**Try it**: Copy each of the records exactly.

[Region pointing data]
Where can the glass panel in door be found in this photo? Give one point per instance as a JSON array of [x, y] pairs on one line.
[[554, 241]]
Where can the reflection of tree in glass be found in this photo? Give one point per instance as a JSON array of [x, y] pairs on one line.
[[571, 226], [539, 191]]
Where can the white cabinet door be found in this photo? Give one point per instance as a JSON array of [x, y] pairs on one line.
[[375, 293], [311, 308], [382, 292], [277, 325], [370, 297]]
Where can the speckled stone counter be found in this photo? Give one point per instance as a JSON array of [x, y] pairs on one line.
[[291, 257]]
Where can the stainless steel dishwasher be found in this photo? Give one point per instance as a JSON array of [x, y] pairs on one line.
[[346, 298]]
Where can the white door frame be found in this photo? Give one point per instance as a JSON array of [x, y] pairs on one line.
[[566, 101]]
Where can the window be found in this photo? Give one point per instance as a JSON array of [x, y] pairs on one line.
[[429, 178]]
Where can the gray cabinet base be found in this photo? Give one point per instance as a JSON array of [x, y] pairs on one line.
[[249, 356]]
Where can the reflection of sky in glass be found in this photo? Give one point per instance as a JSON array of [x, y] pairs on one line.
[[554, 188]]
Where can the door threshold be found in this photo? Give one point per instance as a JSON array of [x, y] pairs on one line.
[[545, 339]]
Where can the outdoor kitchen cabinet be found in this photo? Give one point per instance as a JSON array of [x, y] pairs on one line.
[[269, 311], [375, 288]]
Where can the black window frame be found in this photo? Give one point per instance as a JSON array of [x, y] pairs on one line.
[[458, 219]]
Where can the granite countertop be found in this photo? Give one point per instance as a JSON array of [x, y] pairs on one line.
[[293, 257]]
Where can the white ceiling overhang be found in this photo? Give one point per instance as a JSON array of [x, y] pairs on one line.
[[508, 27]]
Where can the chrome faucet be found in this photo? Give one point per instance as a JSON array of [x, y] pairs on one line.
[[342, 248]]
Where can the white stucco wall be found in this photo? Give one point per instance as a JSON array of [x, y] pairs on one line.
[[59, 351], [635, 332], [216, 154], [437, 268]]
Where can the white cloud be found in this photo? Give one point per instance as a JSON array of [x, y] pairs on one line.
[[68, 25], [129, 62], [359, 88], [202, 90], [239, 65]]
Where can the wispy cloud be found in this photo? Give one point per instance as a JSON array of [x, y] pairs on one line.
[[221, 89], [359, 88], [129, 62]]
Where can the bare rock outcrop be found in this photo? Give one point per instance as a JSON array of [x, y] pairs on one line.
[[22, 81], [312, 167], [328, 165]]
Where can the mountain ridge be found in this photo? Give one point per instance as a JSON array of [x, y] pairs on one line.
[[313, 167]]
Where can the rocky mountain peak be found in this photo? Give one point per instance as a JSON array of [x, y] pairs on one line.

**Response to the exercise**:
Where can the glass panel in door be found in this photo? Give one point per instance as a JSON array of [x, y] pairs on one line.
[[554, 241]]
Where can the reflection of tree in glass be found in this photo? Give one point per instance as a JSON array of [x, y] pairs on one line.
[[571, 226], [539, 191]]
Where can the white cabinet door be found in this photo? Give one point per instance as a JSON array of [x, y] pairs on one line.
[[375, 293], [311, 308], [382, 292], [277, 325], [370, 297]]
Where can the speckled stone counter be found in this photo? Give one point per instance as a JSON array of [x, y] pairs on one line.
[[291, 257]]
Where can the stainless steel dishwasher be found in this photo? Give one point per instance as a JSON array of [x, y] pairs on one line.
[[346, 298]]
Where can the white door frame be found in this photo? Give one point per instance as a JSON array of [x, y] pairs on one line.
[[566, 101]]
Where can the window be found in this photo? Give one point per instance as a JSON array of [x, y] pairs on one line.
[[429, 178]]
Where can the gray cabinet base be found in this photo? Give one point per instance as a JSON array of [x, y] pairs on one line.
[[249, 356]]
Where can the reflection of sky in glass be found in this photo? Give one point per instance as a JSON array of [x, y] pairs on one line.
[[554, 188]]
Where can the door threshold be found in this photo? Give one point per instance as a JSON array of [x, y] pairs on one line.
[[545, 339]]
Where can the outdoor kitchen cabinet be found in this photo? Give one point per instance as a JSON array of [x, y] pairs on one line.
[[269, 311], [375, 288]]
Where can the black window frame be found in this photo? Give one point per instance as a JSON array of [x, y] pairs on one line.
[[458, 219]]
Where can the granite countertop be found in this photo? Give one point per instance as a JSON array of [x, y] pairs on one line.
[[293, 257]]
Where can the white ceiling overhang be found in this photo? Give one point per instance as a JSON array of [x, y] pairs on one line.
[[508, 27]]
Where can the chrome faucet be found in this photo? Give one point per instance as a JSON array of [x, y] pairs on one line.
[[342, 248]]
Where can the white stucco wall be found in this photo? Give one point per instance as a JSON array of [x, y] pairs on one line.
[[59, 351], [635, 332], [216, 154], [437, 268]]
Where can the white cloud be found in this photo? Give one point per instance as a JSON array of [x, y] pairs on one line.
[[68, 25], [129, 62], [359, 88], [202, 90], [239, 65]]
Where can the wispy cloud be found in this photo? Give one point per instance as a JSON array of [x, y] pairs on one line.
[[221, 89], [359, 88], [129, 62]]
Where can the bare rock outcrop be found in this photo? Give one point per instance as a JSON array of [x, y] pairs on one line.
[[22, 81], [312, 167], [328, 165]]
Where can the mountain ridge be found in this photo? Give one point per instance as a JSON array of [x, y] pairs on one line.
[[313, 167]]
Where can the rocky mountain peak be found in this photo? Give one point per instance as a JSON array of [x, y] pairs on one line.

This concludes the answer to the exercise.